EXERCISE INSTRUCTIONS — Turn the records, from the line that contains "Where can the toilet seat" through the end, into a JSON list of strings with one string per line and no blank lines.

** BEGIN **

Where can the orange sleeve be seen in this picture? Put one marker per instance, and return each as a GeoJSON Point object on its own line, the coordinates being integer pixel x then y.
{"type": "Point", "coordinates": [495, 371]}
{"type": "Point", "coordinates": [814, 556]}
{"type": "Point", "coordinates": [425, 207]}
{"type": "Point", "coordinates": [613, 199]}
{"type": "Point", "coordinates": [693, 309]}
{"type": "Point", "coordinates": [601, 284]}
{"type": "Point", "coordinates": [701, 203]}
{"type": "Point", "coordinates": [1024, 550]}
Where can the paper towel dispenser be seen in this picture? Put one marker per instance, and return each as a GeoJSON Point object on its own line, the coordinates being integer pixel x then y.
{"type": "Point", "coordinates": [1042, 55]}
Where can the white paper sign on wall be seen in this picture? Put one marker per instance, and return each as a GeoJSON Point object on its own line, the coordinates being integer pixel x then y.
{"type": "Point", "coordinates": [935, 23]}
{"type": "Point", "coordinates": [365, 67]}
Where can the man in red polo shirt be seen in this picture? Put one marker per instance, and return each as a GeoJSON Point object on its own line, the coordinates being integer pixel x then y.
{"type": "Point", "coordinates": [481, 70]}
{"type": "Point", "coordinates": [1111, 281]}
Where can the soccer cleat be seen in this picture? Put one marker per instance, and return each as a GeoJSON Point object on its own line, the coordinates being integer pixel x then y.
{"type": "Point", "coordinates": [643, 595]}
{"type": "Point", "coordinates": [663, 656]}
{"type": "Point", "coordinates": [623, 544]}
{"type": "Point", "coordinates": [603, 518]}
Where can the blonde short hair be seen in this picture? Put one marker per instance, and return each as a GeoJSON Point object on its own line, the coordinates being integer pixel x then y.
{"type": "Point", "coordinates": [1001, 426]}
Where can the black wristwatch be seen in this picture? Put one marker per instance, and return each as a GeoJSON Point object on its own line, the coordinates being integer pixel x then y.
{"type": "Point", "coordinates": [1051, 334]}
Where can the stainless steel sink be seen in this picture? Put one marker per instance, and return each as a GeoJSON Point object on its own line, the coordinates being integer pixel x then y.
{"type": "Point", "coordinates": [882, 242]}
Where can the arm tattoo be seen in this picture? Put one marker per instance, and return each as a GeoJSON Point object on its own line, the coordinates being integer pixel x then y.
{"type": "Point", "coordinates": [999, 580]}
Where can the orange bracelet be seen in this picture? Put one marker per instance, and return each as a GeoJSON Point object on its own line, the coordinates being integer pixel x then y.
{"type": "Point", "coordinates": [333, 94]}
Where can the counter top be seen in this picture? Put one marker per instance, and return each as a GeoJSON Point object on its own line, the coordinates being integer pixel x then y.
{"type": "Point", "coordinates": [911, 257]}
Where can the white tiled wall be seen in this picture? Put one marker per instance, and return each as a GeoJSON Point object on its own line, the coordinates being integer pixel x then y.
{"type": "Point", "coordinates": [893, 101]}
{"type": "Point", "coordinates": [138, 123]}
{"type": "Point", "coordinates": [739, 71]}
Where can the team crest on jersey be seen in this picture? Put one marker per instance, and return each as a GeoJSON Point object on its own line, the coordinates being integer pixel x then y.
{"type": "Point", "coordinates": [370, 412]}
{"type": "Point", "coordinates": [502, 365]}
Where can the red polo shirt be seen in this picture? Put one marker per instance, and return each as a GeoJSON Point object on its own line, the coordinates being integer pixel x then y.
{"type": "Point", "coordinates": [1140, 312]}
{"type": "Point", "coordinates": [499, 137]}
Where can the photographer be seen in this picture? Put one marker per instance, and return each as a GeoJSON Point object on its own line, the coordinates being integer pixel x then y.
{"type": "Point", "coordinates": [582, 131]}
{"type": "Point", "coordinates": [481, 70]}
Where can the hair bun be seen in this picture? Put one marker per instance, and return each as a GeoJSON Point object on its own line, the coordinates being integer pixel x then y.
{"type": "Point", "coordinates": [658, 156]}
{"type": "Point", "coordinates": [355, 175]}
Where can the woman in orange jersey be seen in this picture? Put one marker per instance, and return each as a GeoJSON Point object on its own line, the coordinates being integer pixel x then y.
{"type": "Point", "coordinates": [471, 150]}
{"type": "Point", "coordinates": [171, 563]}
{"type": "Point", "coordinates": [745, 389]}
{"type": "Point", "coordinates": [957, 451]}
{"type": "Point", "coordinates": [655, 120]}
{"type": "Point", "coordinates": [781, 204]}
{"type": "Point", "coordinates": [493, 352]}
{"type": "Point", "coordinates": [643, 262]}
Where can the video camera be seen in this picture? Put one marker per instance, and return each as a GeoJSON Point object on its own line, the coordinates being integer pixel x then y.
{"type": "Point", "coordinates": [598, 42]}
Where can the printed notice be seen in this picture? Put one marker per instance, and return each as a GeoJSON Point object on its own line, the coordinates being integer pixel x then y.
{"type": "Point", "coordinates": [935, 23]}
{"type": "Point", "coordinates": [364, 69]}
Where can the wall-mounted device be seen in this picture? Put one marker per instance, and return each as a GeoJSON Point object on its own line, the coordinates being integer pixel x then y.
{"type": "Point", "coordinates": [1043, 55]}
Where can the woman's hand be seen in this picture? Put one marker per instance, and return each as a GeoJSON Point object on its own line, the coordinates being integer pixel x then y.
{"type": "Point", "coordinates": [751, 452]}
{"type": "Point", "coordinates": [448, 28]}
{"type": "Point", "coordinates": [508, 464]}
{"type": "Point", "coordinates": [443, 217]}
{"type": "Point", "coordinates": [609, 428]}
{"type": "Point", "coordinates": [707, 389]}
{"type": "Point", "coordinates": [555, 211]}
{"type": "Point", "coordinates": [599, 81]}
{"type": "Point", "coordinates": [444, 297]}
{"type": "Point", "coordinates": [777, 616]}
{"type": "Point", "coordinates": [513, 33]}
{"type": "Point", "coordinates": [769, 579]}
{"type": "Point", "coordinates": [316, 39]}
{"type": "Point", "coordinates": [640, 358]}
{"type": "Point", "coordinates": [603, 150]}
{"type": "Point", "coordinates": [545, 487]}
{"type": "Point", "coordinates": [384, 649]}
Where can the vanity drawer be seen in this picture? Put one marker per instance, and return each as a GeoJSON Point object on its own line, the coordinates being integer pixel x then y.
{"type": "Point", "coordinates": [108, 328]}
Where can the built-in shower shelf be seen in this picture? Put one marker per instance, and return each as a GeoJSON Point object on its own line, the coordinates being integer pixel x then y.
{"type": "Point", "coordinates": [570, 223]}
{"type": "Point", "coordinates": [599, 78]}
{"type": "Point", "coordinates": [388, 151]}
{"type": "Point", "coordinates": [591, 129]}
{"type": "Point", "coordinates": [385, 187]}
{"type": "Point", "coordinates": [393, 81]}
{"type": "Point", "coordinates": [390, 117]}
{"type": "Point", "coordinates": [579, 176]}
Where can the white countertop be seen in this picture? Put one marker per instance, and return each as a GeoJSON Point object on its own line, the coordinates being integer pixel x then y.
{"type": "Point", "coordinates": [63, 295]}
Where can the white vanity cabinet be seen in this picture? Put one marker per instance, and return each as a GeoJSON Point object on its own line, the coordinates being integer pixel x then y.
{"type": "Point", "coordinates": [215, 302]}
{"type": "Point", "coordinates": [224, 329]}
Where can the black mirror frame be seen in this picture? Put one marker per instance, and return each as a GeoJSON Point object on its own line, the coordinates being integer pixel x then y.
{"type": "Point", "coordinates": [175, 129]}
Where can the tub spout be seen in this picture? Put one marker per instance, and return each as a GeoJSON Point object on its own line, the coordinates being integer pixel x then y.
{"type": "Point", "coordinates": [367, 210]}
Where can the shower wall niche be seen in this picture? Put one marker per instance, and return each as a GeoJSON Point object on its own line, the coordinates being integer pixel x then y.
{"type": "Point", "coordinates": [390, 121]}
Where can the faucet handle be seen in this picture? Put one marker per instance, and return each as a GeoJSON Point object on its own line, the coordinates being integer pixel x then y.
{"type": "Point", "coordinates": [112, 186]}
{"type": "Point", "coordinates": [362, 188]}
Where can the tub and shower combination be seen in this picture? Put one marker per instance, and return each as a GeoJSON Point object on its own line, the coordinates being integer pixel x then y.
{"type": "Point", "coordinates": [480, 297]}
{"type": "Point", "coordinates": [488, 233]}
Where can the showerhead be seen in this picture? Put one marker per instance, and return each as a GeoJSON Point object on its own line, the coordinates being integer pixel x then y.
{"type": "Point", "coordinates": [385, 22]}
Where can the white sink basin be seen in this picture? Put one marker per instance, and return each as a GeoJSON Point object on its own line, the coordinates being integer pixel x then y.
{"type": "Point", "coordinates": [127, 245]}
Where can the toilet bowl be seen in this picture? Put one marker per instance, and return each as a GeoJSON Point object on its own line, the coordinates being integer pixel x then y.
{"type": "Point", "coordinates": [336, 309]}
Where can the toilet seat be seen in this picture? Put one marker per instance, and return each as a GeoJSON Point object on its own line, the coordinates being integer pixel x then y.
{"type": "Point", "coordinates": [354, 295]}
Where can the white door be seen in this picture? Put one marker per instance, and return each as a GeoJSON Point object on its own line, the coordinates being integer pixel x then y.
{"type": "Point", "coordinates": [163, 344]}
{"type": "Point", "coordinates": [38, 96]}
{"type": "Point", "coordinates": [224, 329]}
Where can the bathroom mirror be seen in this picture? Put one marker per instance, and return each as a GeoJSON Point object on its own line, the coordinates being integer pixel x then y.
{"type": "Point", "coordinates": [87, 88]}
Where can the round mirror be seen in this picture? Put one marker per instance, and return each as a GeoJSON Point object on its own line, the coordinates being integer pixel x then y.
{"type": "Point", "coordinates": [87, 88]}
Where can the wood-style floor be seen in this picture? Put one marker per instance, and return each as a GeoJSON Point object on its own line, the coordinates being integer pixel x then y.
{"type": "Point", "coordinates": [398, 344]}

** END **

RESULT OF THIS TASK —
[
  "Where can the toilet seat be seen in this picture? Put one marker per instance, and return each as a GeoJSON Point object on its own line, the coordinates being integer pixel x then y.",
  "{\"type\": \"Point\", \"coordinates\": [354, 295]}",
  "Where can the white door be seen in this picture? Put one marker per instance, and return each as a GeoJSON Point object on its own line, the coordinates being integer pixel x then y.",
  "{\"type\": \"Point\", \"coordinates\": [163, 344]}",
  "{\"type\": \"Point\", \"coordinates\": [38, 96]}",
  "{\"type\": \"Point\", \"coordinates\": [224, 329]}",
  "Where can the bathroom mirror be seen in this picture? Put one marker per instance, and return each as a GeoJSON Point object on its own line, the coordinates being integer pixel x then y.",
  "{\"type\": \"Point\", \"coordinates\": [87, 88]}",
  "Where can the round mirror be seen in this picture? Put one marker per instance, and return each as a GeoJSON Point object on its own line, the coordinates being integer pixel x then y.",
  "{\"type\": \"Point\", \"coordinates\": [87, 88]}",
  "Where can the wood-style floor be seen in this picture? Put one marker per instance, and return each as a GeoJSON Point object on its own line, the coordinates being integer pixel x then y.",
  "{\"type\": \"Point\", \"coordinates\": [398, 344]}"
]